The expected answer is a bare count of the lines in the data below that contain "Report".

═════ THE DATA

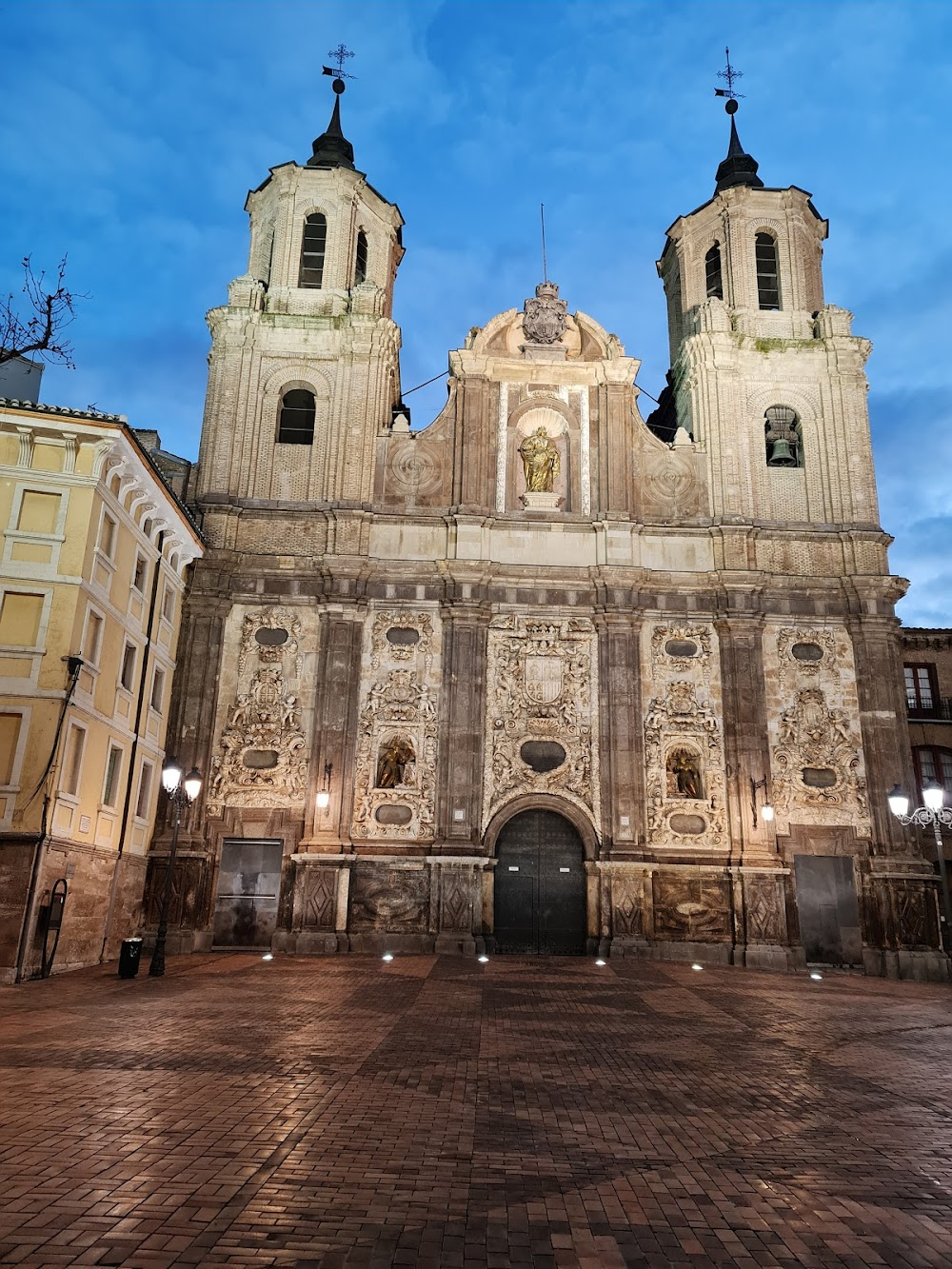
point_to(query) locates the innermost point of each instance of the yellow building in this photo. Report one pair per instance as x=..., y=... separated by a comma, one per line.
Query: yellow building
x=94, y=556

══════════
═════ THE DATA

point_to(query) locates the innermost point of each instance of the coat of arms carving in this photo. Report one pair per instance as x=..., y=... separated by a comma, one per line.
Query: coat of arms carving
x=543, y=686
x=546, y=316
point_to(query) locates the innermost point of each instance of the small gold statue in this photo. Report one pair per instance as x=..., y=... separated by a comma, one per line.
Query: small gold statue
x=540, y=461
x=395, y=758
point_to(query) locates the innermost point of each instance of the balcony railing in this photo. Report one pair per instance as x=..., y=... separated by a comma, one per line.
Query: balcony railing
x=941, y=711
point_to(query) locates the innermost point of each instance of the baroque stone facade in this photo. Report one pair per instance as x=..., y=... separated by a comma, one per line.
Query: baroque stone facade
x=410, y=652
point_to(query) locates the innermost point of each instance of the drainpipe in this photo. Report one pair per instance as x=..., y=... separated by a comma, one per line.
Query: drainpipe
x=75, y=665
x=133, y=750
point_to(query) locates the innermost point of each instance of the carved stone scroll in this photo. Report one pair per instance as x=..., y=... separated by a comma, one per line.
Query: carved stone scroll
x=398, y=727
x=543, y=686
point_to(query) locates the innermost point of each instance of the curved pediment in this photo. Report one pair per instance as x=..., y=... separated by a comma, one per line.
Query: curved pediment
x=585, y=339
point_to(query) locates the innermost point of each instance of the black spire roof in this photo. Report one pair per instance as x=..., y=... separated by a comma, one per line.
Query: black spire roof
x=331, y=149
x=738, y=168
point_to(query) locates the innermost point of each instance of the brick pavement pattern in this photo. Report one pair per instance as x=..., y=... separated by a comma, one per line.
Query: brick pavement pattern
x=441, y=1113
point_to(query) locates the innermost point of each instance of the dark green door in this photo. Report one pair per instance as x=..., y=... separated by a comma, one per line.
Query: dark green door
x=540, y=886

══════════

-- RESPONSE AREA --
11